Copy the data below word for word, omitting the pictures.

## BEGIN Data for this task

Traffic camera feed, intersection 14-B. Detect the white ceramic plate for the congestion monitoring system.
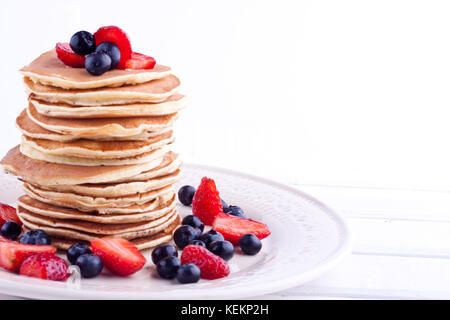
[0,164,350,299]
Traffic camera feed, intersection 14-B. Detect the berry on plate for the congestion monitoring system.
[178,185,195,206]
[66,242,91,264]
[95,41,120,69]
[84,51,111,76]
[208,240,234,261]
[213,213,270,245]
[173,225,198,249]
[181,245,230,280]
[0,237,56,272]
[0,203,22,226]
[19,229,52,245]
[0,221,22,240]
[55,42,84,68]
[239,233,262,256]
[177,263,200,283]
[199,230,225,247]
[156,257,181,279]
[75,253,103,278]
[19,253,70,281]
[91,237,147,277]
[192,177,222,226]
[94,26,132,69]
[181,214,205,233]
[223,206,245,218]
[123,52,156,69]
[152,244,178,264]
[69,31,95,56]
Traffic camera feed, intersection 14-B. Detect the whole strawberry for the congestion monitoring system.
[181,245,230,280]
[19,253,70,281]
[192,177,223,226]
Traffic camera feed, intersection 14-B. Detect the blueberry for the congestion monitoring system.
[239,233,262,256]
[95,41,120,69]
[220,198,229,211]
[199,230,225,247]
[156,257,181,279]
[177,263,200,283]
[223,206,244,218]
[208,240,234,260]
[173,225,201,249]
[19,229,52,244]
[70,31,95,56]
[189,240,206,248]
[0,221,22,240]
[181,215,205,234]
[152,244,178,264]
[76,253,103,278]
[178,186,195,206]
[84,52,111,76]
[66,242,91,264]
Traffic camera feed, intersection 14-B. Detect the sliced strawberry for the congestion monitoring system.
[181,245,230,280]
[91,237,147,277]
[0,237,56,272]
[125,52,156,69]
[0,203,22,228]
[94,26,132,69]
[192,177,223,226]
[213,213,270,245]
[19,253,70,281]
[55,42,84,68]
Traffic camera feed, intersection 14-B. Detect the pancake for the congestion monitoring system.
[23,183,173,212]
[22,131,174,159]
[45,216,181,250]
[24,75,180,106]
[18,196,176,225]
[27,103,178,138]
[16,109,170,142]
[20,49,171,89]
[19,210,178,241]
[1,146,169,185]
[25,188,175,215]
[30,93,188,118]
[44,169,180,197]
[20,144,168,167]
[113,152,182,182]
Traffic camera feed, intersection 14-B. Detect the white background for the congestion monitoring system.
[0,0,450,190]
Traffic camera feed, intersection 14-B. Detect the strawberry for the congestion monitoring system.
[125,52,156,69]
[91,237,147,277]
[181,245,230,280]
[0,203,22,227]
[19,253,70,281]
[213,213,270,245]
[94,26,132,69]
[0,236,56,272]
[55,42,84,68]
[192,177,223,226]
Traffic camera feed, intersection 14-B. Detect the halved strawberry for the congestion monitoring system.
[125,52,156,69]
[213,213,270,245]
[181,245,230,280]
[94,26,132,69]
[192,177,223,226]
[0,203,22,228]
[55,42,85,68]
[0,236,56,272]
[19,253,70,281]
[91,237,147,277]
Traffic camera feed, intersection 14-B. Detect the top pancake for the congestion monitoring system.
[20,49,171,89]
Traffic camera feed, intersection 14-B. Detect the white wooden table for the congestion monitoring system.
[0,185,450,299]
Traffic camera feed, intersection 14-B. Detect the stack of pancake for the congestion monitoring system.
[2,50,186,249]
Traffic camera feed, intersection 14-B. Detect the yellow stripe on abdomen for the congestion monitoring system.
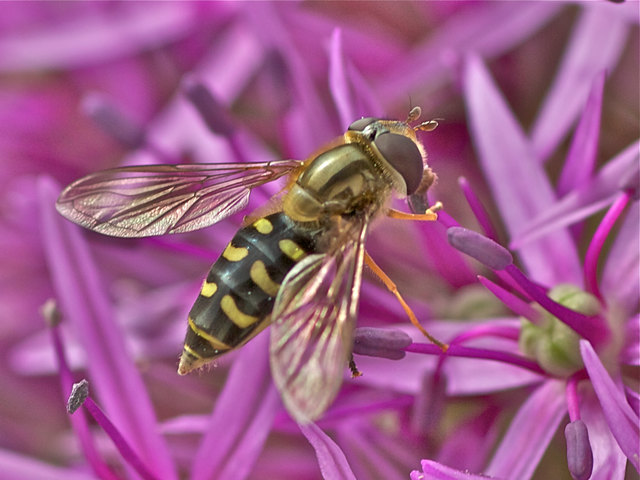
[220,295,258,328]
[278,238,306,262]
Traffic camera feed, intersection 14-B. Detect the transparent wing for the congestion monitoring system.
[270,215,369,423]
[56,160,302,237]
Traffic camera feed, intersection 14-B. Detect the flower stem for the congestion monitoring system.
[584,192,630,300]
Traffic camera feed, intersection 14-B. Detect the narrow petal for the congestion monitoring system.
[329,28,357,128]
[299,423,356,480]
[557,72,605,196]
[39,178,176,479]
[580,340,640,470]
[531,2,629,160]
[191,333,279,480]
[600,202,640,312]
[464,57,581,284]
[620,314,640,366]
[485,380,567,480]
[580,389,627,480]
[510,142,640,248]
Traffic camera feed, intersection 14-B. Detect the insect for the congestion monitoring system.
[57,107,439,423]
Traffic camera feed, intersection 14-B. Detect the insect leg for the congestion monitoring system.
[386,202,442,222]
[364,251,449,352]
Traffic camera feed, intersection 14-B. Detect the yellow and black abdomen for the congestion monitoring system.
[178,212,316,374]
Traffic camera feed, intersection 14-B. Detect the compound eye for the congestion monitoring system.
[375,133,424,195]
[349,117,378,132]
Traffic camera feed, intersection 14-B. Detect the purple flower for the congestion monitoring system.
[0,2,640,479]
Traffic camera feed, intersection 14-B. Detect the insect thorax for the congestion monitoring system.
[283,143,392,222]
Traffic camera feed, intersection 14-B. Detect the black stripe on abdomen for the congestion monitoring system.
[185,212,315,358]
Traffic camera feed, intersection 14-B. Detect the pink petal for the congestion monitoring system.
[531,2,629,159]
[580,340,640,470]
[485,380,567,480]
[464,53,581,284]
[300,423,356,480]
[39,177,176,479]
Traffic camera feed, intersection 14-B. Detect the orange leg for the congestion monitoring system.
[387,202,442,222]
[364,252,449,352]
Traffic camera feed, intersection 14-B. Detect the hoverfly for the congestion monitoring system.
[57,107,437,423]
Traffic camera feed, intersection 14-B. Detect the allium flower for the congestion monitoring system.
[0,1,640,480]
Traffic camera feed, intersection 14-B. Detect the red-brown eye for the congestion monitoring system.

## END Data for this task

** Solution **
Traffic camera feed, intersection 14-B. Detect the white ceramic plate for the congestion monitoring system.
[0,164,350,299]
Traffic camera feed, intersection 14-B. Detect the berry on plate for the congestion monitoring system.
[178,185,195,206]
[66,242,91,264]
[95,41,120,69]
[84,51,111,76]
[208,240,234,261]
[213,213,270,245]
[173,225,198,249]
[181,245,230,280]
[0,237,56,272]
[0,203,22,226]
[19,229,52,245]
[0,221,22,240]
[55,42,84,68]
[239,233,262,256]
[177,263,200,283]
[199,230,225,247]
[156,257,181,279]
[75,253,103,278]
[19,253,70,281]
[91,237,147,277]
[192,177,222,226]
[94,26,132,69]
[181,214,205,233]
[223,206,245,218]
[123,52,156,69]
[152,244,178,264]
[69,31,95,56]
Traffic camera feed, intersection 14-B. Detect the whole strawberry for the congestion monitoring system.
[181,245,230,280]
[19,253,70,281]
[192,177,223,226]
Traffic camera feed, intersection 14-B. Detect the blueberry for the congestion monitoring system.
[239,233,262,256]
[95,41,120,69]
[220,198,229,211]
[199,230,225,247]
[156,257,181,279]
[177,263,200,283]
[223,206,244,218]
[208,240,234,260]
[173,225,201,249]
[19,229,52,244]
[70,31,95,56]
[189,240,206,248]
[0,221,22,240]
[181,215,205,234]
[152,244,178,264]
[76,253,103,278]
[178,186,195,206]
[84,52,111,76]
[66,242,91,264]
Traffic camera feed, intersection 14-B. Detect the sliced strawberry for the congestion monitoring system.
[181,245,230,280]
[91,237,147,277]
[0,237,56,272]
[125,52,156,69]
[0,203,22,228]
[94,26,132,69]
[192,177,223,226]
[213,213,270,245]
[19,253,70,281]
[55,42,84,68]
Traffic camera feed, intersection 14-B. Detect the pancake for the congestion monitoring system.
[23,183,173,212]
[22,131,174,159]
[45,216,181,250]
[24,75,180,106]
[18,196,176,225]
[27,103,178,138]
[16,109,170,142]
[20,49,171,89]
[19,210,178,241]
[1,146,169,185]
[25,188,175,215]
[30,93,188,118]
[44,169,180,197]
[20,144,168,167]
[113,152,182,182]
Traffic camera feed, intersection 14-B. Detect the white background for the congestion monitoring system.
[0,0,450,190]
Traffic camera feed, intersection 14-B. Detect the strawberry for the congestion monitoring system.
[125,52,156,69]
[91,237,147,277]
[181,245,230,280]
[0,203,22,227]
[19,253,70,281]
[213,213,270,245]
[94,26,132,69]
[0,236,56,272]
[55,42,84,68]
[192,177,223,226]
Traffic camera feed, intersection 14-B. Detect the halved strawberry for the congestion monitoring system.
[125,52,156,69]
[213,213,270,245]
[181,245,230,280]
[94,26,132,69]
[192,177,223,226]
[0,203,22,228]
[55,42,85,68]
[0,236,56,272]
[19,253,70,281]
[91,237,147,277]
Traffic camera feed, intersection 14-B. Detect the top pancake for the congestion monitoring system.
[20,49,171,89]
Traffic camera feed, intersection 14-B. Detect the white wooden table for the congestion monitoring system.
[0,185,450,299]
Traffic camera feed, intersection 14-B. Detect the stack of pancake for the congestion monitoring system.
[2,50,186,249]
Traffic camera feed, intersection 14-B. Detect the yellow stripe on abdomen for the congestion monitoring system.
[220,295,258,328]
[278,238,306,262]
Traffic camera feed, intersection 14-B. Detect the transparent wing for the congestion monitoring system.
[270,215,369,423]
[56,160,302,237]
Traffic camera feed, intersection 14-B. Detect the flower stem for the congestion monitoring system.
[584,192,630,300]
Traffic camera feed, intersection 14-B. Detect the narrow petal for the congestion monitoring system.
[329,28,357,128]
[299,423,356,480]
[557,72,605,196]
[39,178,176,479]
[580,340,640,470]
[531,2,629,160]
[191,333,279,480]
[600,202,640,312]
[464,57,581,284]
[620,314,640,366]
[485,380,567,480]
[580,389,627,480]
[510,142,640,248]
Traffic camera feed, intersection 14-B. Detect the insect for the congestion monitoring system.
[57,107,439,423]
Traffic camera feed, intersection 14-B. Detect the insect leg for the congestion monitoring system.
[386,202,442,222]
[364,251,449,352]
Traffic camera feed, intersection 14-B. Detect the yellow and black abdomen for the congestion monitoring system.
[178,212,316,374]
Traffic camera feed, intersection 14-B. Detect the compound eye for the congestion monitoring system.
[375,133,424,195]
[349,117,378,132]
Traffic camera feed, intersection 14-B. Detect the purple flower for the congestion monitoring system.
[0,2,640,479]
Traffic camera feed, intersection 14-B. Detect the insect thorax for the congestion monitoring system.
[283,143,392,222]
Traffic camera feed, intersection 14-B. Detect the black stripe on abdomen for the congestion monitoring system.
[185,212,315,358]
Traffic camera feed, intersection 14-B. Detect the pink petal for the congestion monitoring system.
[531,2,629,159]
[580,340,640,470]
[485,380,567,480]
[464,53,581,284]
[300,423,356,480]
[39,177,176,479]
Traffic camera feed, intersection 14-B. Detect the orange leg for the congestion monitoring system.
[387,202,442,222]
[364,252,449,352]
Traffic camera feed, intersection 14-B. Detect the hoverfly for the congestion monitoring system.
[57,107,437,423]
Traffic camera feed, intersection 14-B. Detect the allium flower for the congestion monitoring system.
[0,1,640,480]
Traffic camera feed, intersection 14-B. Detect the red-brown eye for the congestion monitoring system.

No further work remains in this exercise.